What is being asked » Find each line below containing the word "ground" and copy it.

Input data »
------------------------------------------------

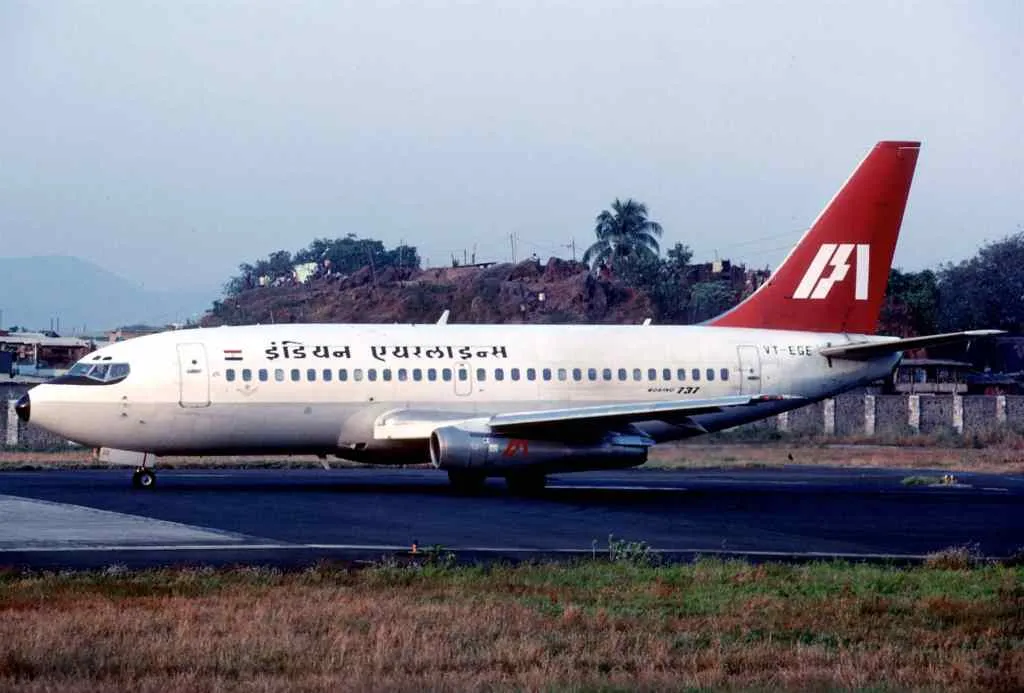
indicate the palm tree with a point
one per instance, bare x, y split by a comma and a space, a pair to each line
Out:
623, 231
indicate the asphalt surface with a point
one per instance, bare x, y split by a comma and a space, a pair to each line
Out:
87, 519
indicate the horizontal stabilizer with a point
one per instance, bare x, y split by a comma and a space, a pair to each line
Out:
865, 350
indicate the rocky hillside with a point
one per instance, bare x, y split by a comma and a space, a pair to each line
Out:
529, 292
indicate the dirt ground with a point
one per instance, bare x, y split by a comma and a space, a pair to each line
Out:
995, 459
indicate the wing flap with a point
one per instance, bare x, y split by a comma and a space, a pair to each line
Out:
867, 350
419, 424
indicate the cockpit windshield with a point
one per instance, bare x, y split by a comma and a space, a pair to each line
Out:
93, 373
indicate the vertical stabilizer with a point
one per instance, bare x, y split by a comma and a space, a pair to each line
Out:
835, 278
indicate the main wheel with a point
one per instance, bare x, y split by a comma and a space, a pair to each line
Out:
143, 478
467, 481
526, 483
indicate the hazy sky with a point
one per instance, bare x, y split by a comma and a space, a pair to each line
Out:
170, 141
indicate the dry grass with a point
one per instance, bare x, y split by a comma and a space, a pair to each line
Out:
589, 626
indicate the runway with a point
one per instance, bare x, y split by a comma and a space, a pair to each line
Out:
88, 519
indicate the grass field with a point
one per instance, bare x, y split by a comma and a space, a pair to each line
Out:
593, 625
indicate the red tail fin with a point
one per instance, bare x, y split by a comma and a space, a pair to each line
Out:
835, 278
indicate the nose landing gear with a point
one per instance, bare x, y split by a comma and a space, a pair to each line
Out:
143, 478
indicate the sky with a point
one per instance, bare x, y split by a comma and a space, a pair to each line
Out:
170, 141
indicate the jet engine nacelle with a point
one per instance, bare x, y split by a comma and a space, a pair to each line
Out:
453, 447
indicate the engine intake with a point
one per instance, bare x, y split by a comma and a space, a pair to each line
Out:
453, 447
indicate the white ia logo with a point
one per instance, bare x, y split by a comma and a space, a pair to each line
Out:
816, 285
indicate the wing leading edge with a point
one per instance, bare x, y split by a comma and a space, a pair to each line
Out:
860, 351
414, 424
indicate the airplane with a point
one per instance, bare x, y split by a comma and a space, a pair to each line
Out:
518, 401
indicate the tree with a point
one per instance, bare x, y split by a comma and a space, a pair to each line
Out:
709, 299
625, 231
986, 291
911, 304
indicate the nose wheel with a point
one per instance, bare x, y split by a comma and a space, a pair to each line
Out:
143, 478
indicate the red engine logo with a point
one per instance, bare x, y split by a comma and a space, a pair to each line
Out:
516, 446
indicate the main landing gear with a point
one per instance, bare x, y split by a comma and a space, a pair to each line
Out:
143, 478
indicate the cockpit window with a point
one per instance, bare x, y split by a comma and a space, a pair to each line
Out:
85, 373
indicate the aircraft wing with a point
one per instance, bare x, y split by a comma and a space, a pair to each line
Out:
414, 424
860, 351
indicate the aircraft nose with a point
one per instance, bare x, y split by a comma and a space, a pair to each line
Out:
24, 407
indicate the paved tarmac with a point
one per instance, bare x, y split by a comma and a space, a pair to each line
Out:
87, 519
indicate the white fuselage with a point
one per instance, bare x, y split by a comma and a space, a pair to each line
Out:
326, 388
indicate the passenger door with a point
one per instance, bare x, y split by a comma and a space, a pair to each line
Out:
194, 379
463, 379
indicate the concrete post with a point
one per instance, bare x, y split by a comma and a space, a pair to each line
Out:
11, 438
828, 409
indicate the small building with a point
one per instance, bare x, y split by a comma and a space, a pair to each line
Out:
931, 376
41, 355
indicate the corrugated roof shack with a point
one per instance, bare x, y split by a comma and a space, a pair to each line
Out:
41, 355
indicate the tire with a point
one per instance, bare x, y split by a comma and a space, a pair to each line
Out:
143, 478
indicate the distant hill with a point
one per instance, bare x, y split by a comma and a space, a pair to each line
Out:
528, 292
35, 291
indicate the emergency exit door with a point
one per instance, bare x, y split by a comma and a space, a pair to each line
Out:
194, 377
750, 370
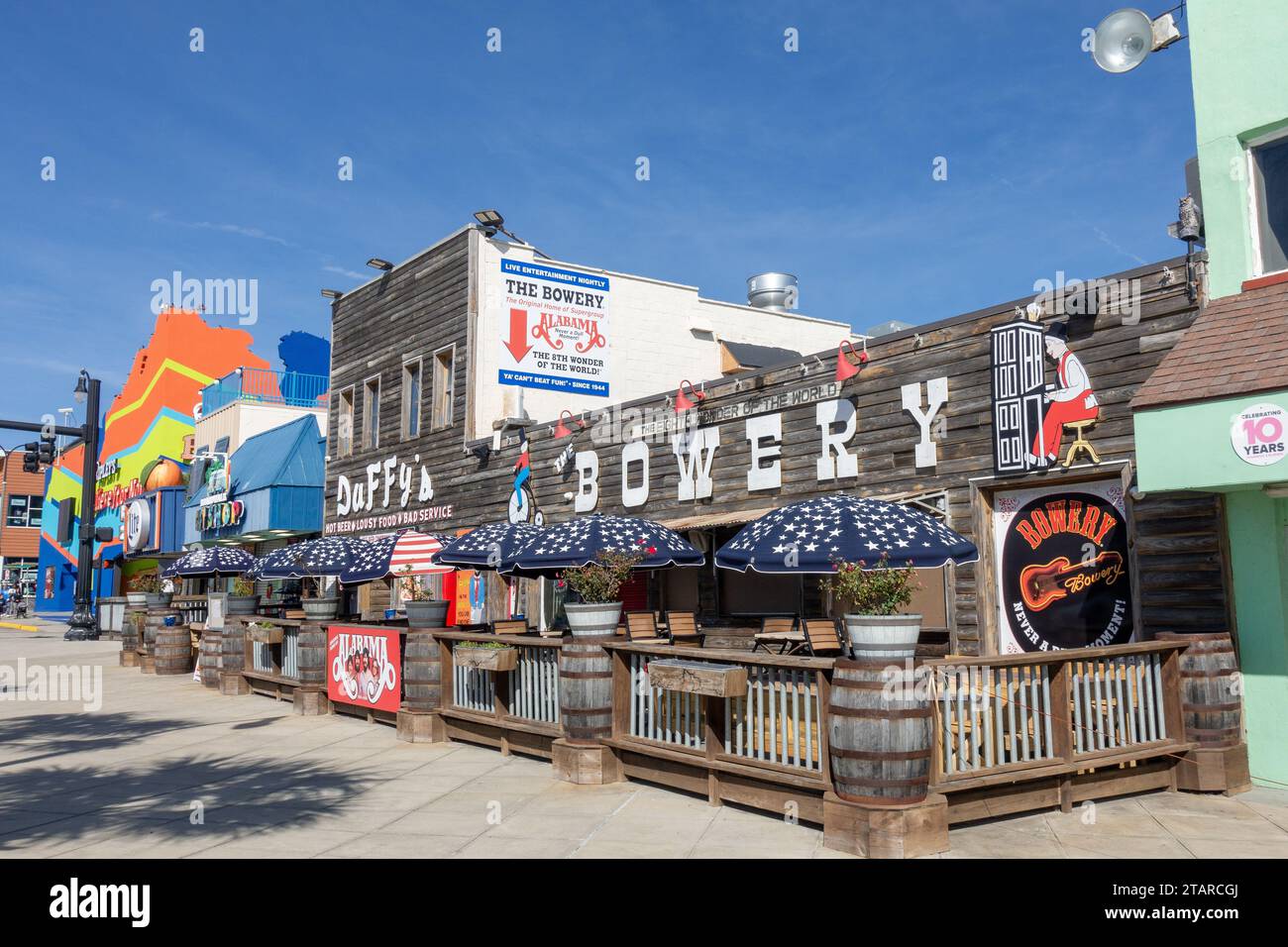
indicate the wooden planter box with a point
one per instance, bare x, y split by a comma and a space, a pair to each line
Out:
698, 677
265, 635
485, 659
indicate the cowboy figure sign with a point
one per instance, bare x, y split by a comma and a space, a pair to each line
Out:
1069, 401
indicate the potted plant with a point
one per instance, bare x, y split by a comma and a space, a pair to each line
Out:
317, 607
244, 600
150, 583
423, 611
872, 598
596, 585
266, 633
136, 595
485, 656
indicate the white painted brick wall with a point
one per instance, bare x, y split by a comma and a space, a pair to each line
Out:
652, 344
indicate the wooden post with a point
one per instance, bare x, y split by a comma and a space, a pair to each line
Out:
1061, 728
713, 712
231, 680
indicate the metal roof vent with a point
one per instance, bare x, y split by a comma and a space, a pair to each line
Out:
774, 291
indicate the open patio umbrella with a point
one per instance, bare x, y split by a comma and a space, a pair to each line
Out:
211, 561
403, 553
812, 535
487, 547
327, 556
580, 541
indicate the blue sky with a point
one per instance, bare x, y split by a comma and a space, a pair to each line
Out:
223, 163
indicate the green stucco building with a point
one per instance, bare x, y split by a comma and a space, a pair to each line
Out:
1215, 414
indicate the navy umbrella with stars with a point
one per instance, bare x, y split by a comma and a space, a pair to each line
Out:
329, 556
814, 535
211, 561
488, 547
580, 541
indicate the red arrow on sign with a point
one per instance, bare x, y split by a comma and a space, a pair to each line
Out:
518, 343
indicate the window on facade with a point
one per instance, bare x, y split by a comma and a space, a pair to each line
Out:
344, 423
372, 414
411, 399
1270, 192
24, 510
445, 386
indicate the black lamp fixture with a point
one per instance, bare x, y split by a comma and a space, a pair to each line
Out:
490, 219
1127, 37
81, 386
493, 222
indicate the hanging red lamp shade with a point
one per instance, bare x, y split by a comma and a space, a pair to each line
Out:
845, 368
563, 429
683, 402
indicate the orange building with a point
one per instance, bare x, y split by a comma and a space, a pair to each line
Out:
21, 500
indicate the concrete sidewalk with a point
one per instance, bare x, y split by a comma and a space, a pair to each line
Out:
167, 768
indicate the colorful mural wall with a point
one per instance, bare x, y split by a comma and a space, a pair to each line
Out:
143, 444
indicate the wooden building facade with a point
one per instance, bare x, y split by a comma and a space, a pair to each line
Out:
917, 424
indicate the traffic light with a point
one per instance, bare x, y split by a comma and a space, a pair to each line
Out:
38, 454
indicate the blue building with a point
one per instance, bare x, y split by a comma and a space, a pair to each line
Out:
268, 491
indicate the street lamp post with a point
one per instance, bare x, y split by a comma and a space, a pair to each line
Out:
81, 625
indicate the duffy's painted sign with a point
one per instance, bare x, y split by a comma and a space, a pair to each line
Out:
1063, 578
554, 329
364, 668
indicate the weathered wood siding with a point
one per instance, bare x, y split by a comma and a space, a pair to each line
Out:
411, 312
1181, 566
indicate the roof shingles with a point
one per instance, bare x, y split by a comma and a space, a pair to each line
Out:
1236, 346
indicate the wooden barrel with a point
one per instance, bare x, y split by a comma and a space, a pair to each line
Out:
235, 648
211, 652
587, 688
171, 651
1210, 702
132, 628
423, 672
310, 661
880, 735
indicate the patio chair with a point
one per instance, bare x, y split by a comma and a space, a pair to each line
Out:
642, 626
823, 638
683, 629
777, 630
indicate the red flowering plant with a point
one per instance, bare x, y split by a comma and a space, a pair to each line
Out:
597, 582
883, 589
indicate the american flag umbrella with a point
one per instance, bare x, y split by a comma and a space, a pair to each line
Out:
580, 541
211, 561
488, 547
403, 553
812, 535
329, 556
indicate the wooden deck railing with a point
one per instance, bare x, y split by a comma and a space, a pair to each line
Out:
764, 748
515, 709
1072, 709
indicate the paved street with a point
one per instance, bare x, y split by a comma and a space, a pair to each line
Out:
167, 768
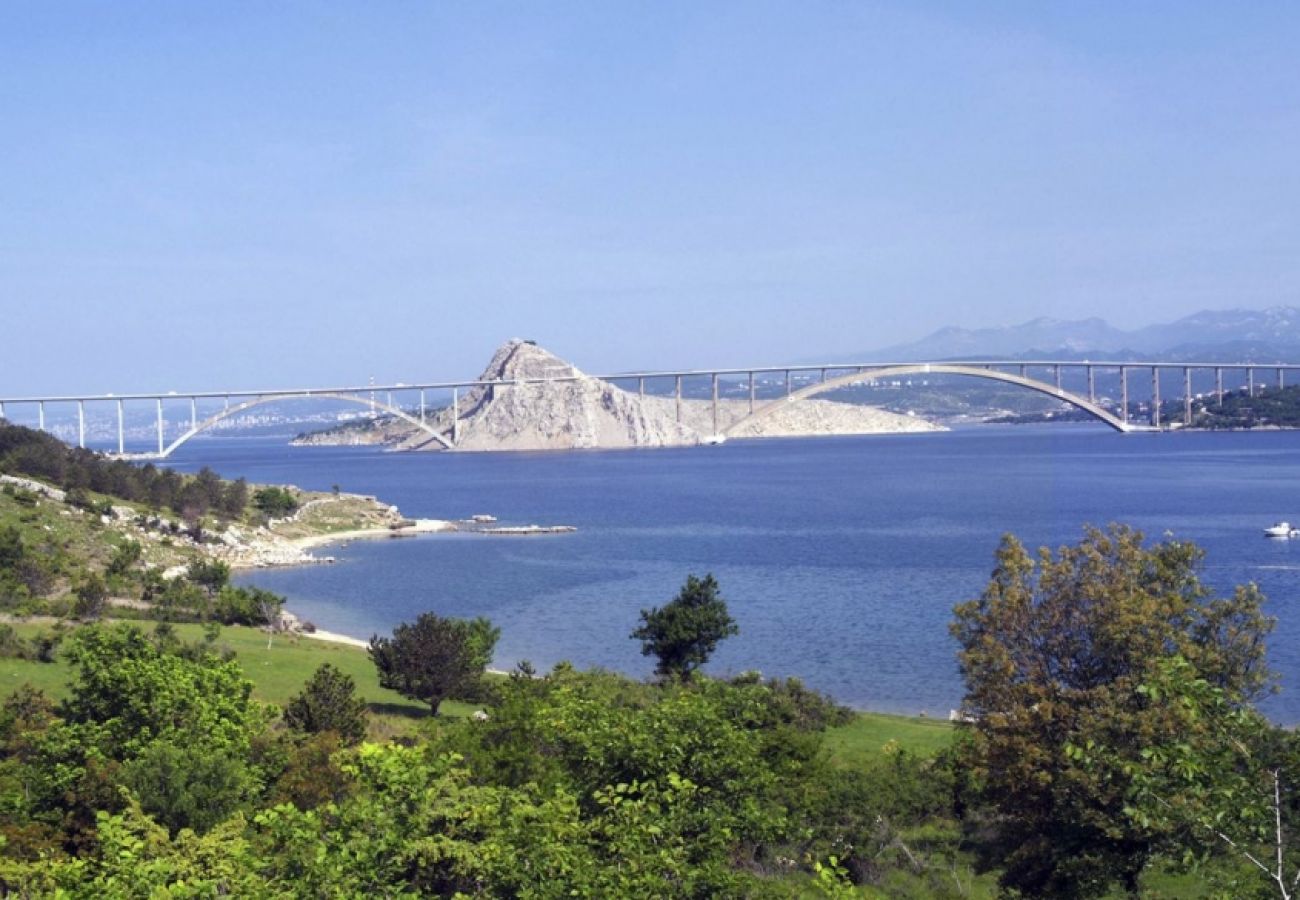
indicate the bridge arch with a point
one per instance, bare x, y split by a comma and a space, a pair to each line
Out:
308, 394
936, 368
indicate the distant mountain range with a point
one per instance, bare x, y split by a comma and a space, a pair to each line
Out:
1262, 336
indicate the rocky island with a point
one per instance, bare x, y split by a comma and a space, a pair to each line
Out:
588, 412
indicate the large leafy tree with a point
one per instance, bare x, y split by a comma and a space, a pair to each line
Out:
684, 632
328, 702
433, 658
1056, 654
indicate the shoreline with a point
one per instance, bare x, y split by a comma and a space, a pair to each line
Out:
417, 527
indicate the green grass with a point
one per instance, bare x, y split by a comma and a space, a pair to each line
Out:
277, 674
280, 673
866, 736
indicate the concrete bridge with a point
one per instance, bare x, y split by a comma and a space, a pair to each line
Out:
800, 383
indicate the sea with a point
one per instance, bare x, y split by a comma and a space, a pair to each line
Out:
840, 558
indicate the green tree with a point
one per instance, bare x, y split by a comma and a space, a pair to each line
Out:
434, 658
91, 597
234, 498
684, 632
131, 692
125, 558
274, 502
212, 575
328, 702
1054, 654
189, 784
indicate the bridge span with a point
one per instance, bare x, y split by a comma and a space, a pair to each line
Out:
800, 383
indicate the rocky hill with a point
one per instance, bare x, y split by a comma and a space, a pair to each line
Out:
1270, 334
588, 412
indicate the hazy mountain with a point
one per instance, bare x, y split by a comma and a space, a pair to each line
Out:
1213, 334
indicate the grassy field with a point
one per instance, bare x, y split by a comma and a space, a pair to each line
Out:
277, 673
280, 671
869, 732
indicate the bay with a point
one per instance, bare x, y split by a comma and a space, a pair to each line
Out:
840, 558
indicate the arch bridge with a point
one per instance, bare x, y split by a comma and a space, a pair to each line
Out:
800, 383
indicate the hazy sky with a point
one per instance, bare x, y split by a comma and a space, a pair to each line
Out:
207, 195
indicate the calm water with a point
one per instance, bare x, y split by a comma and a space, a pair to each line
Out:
840, 558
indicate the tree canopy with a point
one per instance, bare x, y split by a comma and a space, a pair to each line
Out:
685, 631
433, 657
1056, 654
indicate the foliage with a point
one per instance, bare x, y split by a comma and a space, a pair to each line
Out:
684, 632
1053, 654
212, 575
274, 502
39, 455
131, 692
247, 606
434, 658
328, 702
91, 597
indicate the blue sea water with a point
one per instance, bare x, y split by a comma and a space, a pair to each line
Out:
840, 558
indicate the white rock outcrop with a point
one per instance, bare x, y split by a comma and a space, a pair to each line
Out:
586, 412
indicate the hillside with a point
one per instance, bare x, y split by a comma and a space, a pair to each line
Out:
589, 412
1270, 334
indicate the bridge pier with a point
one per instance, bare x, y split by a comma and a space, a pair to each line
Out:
1155, 397
1123, 393
715, 399
455, 416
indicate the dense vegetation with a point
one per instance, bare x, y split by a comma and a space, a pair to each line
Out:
1277, 407
35, 454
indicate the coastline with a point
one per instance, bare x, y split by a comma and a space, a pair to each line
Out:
417, 527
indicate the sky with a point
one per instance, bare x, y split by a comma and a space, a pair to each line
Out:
239, 195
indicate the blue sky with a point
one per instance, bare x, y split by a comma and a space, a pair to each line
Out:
238, 195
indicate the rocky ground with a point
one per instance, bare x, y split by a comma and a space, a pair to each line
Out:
588, 412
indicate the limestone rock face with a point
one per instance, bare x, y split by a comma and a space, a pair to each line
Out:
586, 412
580, 414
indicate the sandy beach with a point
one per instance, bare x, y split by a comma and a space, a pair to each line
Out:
419, 527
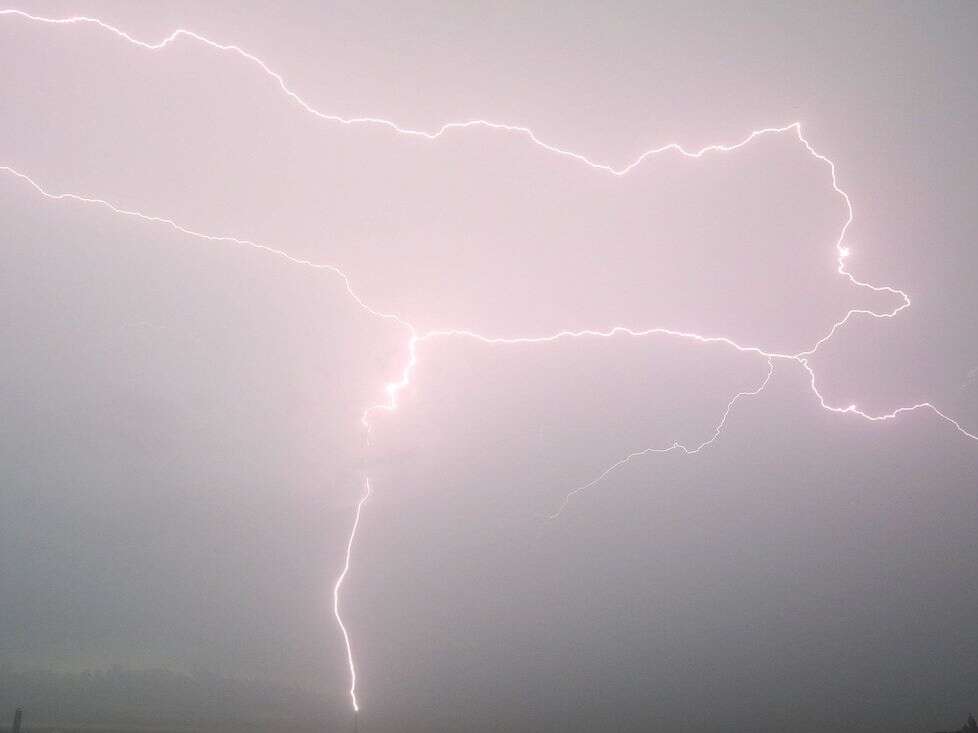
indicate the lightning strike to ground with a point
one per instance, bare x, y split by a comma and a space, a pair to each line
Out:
393, 389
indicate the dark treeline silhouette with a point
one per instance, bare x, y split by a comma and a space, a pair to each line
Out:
159, 697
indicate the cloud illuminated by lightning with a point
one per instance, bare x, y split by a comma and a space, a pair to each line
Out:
393, 389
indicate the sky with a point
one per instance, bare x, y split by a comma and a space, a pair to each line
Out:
182, 454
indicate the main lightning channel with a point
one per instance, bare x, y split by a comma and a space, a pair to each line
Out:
393, 389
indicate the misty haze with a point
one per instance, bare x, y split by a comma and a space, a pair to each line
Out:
488, 367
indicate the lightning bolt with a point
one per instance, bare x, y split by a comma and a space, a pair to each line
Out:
393, 389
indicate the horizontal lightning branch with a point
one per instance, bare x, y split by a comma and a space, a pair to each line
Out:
393, 389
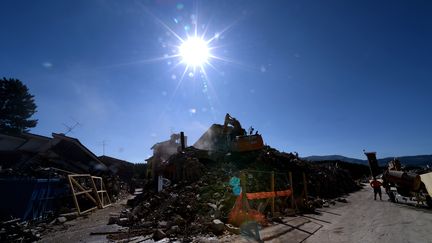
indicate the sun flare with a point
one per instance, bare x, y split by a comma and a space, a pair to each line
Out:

------------------------------------------------

Output for this task »
indicate the dirt ground with a point
indicate the rocky ground with a point
indicate the lightning strike to ground with a point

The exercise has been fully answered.